What you return must be the lines of the data that hold the word "tile".

Dataset records
* * * * * * *
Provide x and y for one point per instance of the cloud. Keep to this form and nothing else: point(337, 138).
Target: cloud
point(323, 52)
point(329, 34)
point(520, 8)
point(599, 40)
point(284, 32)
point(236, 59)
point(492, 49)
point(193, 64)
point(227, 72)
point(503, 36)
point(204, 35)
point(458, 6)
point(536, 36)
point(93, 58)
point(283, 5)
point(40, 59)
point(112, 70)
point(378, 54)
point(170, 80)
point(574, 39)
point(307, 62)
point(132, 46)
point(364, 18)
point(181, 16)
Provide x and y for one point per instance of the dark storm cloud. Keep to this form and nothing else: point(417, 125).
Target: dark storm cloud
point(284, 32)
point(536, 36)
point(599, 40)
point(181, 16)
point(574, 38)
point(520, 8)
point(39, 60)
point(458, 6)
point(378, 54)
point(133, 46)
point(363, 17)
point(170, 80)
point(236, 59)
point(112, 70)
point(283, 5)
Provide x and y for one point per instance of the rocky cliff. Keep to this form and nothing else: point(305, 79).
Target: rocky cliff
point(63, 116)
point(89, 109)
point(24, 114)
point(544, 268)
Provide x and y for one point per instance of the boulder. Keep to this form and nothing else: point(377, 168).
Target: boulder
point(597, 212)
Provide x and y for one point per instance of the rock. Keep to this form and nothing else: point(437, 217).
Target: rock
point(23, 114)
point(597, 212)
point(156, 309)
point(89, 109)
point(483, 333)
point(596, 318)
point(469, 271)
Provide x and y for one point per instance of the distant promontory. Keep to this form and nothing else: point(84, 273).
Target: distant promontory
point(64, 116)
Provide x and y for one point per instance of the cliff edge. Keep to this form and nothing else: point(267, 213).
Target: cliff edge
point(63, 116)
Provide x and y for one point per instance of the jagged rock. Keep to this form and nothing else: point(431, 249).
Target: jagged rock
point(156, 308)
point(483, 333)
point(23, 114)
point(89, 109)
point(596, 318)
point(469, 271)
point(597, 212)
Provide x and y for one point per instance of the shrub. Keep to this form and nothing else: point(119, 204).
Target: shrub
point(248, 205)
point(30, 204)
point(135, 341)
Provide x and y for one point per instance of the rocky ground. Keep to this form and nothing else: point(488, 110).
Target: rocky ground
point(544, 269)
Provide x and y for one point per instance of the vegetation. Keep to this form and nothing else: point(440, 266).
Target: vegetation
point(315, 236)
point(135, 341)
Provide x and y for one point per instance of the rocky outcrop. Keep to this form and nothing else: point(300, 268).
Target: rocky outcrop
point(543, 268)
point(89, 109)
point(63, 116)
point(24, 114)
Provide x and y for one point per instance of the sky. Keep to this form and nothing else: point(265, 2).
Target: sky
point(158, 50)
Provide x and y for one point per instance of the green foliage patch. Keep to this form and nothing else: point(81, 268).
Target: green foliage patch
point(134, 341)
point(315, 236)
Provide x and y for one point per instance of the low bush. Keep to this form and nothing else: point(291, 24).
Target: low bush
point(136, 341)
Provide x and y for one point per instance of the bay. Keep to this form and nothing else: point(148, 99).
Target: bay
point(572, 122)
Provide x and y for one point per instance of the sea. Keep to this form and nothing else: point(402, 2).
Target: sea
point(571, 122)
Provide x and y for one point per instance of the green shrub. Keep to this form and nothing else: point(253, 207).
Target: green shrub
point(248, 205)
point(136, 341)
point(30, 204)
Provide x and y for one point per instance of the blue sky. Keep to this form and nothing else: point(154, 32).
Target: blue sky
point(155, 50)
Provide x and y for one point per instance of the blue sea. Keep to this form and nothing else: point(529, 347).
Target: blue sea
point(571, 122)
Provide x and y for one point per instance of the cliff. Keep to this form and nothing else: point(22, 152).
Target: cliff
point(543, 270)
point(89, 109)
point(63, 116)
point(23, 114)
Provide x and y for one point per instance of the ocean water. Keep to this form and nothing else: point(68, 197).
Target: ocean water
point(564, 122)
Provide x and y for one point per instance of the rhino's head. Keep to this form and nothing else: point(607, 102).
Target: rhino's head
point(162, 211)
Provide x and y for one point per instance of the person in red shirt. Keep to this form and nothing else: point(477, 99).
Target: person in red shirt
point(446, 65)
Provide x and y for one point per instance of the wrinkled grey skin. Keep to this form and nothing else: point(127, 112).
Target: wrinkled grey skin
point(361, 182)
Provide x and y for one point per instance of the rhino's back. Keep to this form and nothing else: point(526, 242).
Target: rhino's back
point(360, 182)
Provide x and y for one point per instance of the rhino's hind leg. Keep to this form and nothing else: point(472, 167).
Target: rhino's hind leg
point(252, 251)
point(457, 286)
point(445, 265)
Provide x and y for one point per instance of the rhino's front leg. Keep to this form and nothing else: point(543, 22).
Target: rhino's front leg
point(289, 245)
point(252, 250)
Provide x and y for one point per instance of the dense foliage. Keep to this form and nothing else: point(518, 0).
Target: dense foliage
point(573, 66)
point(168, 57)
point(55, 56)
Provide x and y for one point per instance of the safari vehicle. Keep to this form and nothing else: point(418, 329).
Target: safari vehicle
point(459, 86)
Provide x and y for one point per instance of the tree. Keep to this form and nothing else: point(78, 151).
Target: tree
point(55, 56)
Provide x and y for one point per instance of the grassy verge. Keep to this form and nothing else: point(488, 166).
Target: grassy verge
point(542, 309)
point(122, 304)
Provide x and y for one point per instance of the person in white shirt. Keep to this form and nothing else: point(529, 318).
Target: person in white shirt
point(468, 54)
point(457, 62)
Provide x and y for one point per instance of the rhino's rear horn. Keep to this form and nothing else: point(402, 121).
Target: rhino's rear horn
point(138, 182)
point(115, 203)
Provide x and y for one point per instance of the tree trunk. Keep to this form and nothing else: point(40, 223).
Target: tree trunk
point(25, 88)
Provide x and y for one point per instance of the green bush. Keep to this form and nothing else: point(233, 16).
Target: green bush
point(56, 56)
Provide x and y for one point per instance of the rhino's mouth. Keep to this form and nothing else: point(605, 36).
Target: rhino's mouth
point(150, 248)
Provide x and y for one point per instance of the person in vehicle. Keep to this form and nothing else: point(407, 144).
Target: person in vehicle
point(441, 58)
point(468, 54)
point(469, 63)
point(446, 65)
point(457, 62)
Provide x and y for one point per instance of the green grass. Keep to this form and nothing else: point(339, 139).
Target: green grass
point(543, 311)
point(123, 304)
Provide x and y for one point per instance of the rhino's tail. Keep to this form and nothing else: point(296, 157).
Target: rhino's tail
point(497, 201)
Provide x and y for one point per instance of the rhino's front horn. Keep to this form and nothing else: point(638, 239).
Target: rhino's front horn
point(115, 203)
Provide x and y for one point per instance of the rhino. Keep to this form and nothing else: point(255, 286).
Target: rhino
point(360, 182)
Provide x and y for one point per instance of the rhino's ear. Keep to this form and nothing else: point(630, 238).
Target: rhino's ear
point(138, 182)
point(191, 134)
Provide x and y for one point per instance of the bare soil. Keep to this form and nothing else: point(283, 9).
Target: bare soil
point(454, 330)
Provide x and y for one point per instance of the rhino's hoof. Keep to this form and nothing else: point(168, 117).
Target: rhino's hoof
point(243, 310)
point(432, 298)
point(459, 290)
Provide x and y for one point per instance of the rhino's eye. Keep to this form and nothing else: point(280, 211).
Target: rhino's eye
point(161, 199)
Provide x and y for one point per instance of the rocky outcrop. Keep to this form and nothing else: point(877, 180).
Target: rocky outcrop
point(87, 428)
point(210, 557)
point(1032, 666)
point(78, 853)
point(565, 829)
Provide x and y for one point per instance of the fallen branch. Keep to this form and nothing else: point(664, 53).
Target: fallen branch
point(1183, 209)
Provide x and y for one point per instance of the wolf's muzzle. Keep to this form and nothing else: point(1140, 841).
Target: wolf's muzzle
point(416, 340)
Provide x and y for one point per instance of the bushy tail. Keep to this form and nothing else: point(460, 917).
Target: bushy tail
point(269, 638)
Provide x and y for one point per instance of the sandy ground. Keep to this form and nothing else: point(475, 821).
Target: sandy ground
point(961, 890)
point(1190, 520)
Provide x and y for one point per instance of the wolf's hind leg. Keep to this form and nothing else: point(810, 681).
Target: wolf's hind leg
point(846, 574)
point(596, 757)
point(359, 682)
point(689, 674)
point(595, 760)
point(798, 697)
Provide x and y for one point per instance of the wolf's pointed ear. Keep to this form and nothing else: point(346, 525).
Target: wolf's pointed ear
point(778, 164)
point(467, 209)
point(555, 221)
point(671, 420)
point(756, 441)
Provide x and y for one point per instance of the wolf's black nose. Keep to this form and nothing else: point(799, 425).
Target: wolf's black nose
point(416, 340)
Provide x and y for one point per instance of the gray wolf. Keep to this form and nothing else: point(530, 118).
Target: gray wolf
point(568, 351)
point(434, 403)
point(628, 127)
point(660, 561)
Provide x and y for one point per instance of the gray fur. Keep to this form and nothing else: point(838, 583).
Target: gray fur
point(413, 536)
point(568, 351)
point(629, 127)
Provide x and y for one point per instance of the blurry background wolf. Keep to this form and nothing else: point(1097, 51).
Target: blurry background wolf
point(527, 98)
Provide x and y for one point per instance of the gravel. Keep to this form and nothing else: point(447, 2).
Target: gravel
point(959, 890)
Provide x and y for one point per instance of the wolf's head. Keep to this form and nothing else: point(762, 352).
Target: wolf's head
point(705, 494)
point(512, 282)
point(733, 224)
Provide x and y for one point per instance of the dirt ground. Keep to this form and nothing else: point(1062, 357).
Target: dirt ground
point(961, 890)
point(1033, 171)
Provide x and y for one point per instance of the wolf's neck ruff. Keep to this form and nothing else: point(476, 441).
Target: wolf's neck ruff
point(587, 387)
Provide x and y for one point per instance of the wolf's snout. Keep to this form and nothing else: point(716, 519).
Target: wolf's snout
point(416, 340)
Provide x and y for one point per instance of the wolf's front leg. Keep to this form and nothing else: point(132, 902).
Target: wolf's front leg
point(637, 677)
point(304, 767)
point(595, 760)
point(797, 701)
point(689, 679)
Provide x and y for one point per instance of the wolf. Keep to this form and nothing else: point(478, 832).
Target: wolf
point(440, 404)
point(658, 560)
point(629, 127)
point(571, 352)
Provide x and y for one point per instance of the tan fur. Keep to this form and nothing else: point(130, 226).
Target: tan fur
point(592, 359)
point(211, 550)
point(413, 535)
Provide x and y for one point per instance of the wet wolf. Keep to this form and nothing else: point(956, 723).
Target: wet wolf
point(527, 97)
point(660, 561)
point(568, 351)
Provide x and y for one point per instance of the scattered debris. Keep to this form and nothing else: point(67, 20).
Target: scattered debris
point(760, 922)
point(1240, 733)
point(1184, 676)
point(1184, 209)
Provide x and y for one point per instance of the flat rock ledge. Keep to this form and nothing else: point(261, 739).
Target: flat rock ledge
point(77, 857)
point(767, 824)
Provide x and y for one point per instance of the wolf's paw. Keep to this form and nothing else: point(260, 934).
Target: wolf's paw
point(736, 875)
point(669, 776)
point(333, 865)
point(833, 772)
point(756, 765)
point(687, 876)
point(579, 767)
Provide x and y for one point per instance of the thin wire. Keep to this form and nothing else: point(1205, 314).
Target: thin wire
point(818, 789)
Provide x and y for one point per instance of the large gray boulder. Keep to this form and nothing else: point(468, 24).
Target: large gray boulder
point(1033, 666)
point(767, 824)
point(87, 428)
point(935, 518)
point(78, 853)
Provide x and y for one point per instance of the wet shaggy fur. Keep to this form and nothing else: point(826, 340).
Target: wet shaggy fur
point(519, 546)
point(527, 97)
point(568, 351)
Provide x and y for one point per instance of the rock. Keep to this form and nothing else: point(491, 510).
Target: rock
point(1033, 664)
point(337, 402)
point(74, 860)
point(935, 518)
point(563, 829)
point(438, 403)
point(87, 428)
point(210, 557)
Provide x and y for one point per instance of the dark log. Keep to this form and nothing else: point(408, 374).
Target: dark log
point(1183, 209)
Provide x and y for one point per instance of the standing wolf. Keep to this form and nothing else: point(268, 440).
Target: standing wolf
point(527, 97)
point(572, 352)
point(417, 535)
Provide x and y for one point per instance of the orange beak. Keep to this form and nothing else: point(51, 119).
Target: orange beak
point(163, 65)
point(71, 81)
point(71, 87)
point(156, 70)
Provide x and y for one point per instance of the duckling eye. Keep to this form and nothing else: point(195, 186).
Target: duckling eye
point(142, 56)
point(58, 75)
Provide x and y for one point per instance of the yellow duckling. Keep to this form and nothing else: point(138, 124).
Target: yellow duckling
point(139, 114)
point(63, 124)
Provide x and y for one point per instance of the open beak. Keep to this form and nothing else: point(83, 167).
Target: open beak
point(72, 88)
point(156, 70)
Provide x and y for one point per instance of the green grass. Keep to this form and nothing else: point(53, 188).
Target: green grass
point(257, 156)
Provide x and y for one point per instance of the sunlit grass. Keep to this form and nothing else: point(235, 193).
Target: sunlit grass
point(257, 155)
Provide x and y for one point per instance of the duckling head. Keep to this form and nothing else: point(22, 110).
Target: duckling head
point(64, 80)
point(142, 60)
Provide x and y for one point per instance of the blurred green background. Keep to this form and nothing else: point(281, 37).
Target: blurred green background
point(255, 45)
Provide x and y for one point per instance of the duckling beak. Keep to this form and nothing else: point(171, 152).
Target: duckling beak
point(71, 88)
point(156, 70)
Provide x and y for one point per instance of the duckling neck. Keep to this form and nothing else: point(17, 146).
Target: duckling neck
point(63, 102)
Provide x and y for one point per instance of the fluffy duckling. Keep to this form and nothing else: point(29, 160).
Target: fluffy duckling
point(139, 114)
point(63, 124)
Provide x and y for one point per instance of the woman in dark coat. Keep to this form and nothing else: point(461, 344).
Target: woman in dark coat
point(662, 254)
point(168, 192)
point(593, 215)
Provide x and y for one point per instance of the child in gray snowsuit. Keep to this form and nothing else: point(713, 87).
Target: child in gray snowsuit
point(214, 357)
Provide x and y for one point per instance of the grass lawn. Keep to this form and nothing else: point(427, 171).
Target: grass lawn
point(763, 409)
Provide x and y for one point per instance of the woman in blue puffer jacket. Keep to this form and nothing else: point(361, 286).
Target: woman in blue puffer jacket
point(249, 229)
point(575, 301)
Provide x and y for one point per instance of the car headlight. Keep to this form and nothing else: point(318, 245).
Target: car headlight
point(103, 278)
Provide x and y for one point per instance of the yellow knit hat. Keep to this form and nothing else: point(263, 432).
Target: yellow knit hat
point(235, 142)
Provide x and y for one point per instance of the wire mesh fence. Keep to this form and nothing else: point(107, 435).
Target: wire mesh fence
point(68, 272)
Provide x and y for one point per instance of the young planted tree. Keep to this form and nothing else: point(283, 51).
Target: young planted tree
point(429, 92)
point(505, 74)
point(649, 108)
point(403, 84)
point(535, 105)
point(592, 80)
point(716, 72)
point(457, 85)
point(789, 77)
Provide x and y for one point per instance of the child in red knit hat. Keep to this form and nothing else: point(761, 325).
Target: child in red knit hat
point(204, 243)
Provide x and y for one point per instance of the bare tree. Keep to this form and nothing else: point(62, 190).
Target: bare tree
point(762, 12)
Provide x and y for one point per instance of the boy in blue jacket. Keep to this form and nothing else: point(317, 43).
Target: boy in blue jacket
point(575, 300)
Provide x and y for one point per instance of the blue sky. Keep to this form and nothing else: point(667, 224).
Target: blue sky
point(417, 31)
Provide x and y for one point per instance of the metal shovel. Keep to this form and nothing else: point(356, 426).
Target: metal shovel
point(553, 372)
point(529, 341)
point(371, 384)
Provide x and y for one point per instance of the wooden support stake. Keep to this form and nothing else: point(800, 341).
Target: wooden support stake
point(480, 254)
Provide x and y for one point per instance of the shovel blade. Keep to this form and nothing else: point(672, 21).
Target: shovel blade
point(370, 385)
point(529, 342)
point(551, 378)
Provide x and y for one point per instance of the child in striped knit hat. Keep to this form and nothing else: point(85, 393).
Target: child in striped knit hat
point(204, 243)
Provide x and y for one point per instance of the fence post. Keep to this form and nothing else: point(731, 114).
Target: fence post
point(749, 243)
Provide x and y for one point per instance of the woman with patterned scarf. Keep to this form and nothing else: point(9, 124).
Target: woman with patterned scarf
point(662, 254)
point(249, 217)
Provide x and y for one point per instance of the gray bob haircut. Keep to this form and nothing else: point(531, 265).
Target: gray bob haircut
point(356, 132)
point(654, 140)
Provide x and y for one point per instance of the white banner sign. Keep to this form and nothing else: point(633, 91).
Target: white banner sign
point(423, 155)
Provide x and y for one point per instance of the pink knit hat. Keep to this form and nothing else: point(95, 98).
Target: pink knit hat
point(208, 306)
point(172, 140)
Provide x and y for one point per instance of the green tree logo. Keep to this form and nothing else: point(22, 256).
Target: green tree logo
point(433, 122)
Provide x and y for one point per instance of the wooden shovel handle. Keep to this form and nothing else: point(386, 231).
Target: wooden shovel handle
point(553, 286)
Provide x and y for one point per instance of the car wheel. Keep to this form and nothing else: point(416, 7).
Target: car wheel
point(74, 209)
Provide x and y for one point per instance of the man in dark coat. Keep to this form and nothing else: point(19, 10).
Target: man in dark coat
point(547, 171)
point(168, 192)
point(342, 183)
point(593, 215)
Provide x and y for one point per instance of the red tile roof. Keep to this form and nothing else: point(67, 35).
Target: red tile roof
* * * * * * *
Task output
Provide x and y for one point per instance of the red tile roof. Keep to this form and nothing else: point(67, 35).
Target: red tile roof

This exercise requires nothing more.